··· PROVIDED INFORMATION ···

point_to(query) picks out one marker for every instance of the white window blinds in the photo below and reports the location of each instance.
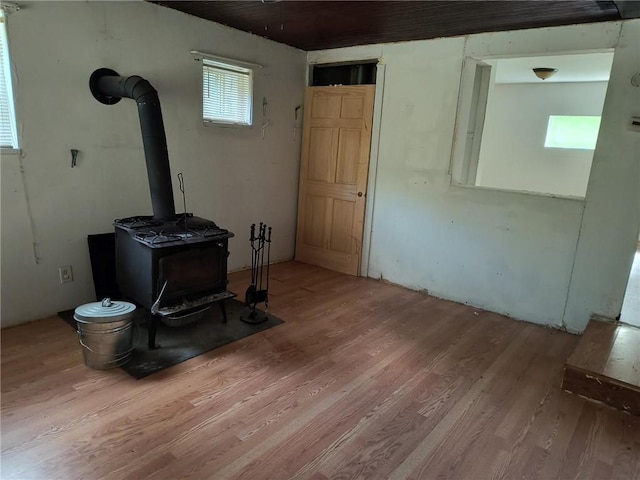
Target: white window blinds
(226, 93)
(8, 131)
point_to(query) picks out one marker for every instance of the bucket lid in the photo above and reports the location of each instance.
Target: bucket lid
(105, 311)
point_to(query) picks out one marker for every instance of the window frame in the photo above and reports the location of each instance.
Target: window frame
(5, 65)
(228, 66)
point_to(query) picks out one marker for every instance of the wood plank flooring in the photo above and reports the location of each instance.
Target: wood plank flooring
(605, 365)
(363, 380)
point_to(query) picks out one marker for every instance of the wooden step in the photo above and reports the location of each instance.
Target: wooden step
(605, 366)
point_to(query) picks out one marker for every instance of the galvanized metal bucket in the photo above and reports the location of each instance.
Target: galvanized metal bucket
(105, 331)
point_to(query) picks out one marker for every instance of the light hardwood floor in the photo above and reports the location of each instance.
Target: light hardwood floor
(364, 380)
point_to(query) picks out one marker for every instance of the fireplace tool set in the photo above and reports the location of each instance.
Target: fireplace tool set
(258, 291)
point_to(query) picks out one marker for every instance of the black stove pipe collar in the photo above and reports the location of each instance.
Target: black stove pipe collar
(109, 88)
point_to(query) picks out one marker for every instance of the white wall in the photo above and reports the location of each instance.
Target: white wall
(512, 153)
(508, 252)
(232, 176)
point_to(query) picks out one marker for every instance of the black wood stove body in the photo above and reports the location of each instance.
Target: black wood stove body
(175, 269)
(173, 265)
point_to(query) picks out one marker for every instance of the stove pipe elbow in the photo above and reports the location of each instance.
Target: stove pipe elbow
(108, 87)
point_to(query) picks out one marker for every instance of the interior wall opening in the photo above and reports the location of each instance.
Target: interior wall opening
(522, 132)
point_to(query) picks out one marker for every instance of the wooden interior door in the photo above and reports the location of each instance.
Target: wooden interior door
(336, 142)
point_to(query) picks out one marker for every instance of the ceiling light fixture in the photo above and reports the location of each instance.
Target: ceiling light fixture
(544, 73)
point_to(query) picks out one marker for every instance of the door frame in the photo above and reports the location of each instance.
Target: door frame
(374, 152)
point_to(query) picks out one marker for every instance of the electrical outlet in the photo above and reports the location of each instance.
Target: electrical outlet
(66, 274)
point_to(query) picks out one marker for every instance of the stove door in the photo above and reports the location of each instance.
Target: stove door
(192, 273)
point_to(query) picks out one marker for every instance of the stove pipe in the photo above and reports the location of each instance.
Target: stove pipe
(108, 87)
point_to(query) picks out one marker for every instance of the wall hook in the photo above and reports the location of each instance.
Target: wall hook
(264, 127)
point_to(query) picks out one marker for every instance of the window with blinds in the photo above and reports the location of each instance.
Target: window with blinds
(8, 131)
(226, 93)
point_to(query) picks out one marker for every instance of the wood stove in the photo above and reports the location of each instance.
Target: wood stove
(173, 265)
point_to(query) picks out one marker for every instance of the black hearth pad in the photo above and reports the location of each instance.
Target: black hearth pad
(178, 344)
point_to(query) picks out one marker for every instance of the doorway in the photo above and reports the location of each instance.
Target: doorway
(630, 312)
(336, 145)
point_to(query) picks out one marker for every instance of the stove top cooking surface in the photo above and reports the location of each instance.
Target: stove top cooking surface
(183, 229)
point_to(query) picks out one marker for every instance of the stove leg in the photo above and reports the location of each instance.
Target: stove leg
(223, 309)
(153, 328)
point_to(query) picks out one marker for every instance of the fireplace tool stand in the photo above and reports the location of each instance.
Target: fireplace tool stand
(259, 278)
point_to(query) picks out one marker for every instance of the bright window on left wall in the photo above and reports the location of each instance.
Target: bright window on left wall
(8, 129)
(227, 93)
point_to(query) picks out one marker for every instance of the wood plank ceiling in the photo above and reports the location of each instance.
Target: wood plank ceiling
(317, 25)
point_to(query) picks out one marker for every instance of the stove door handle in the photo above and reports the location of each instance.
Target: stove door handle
(155, 308)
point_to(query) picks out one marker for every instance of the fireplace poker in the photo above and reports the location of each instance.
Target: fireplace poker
(258, 291)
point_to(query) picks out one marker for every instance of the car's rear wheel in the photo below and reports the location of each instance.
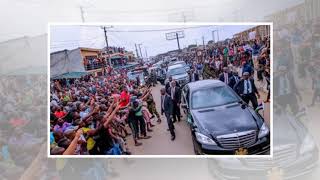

···

▸ SHORT EXERCISE: Count the lines of the data above that contain the string "body", treating uppercase and lowercase as different. Reply with only the number.

▸ OUTPUT FOR THIS TASK: 2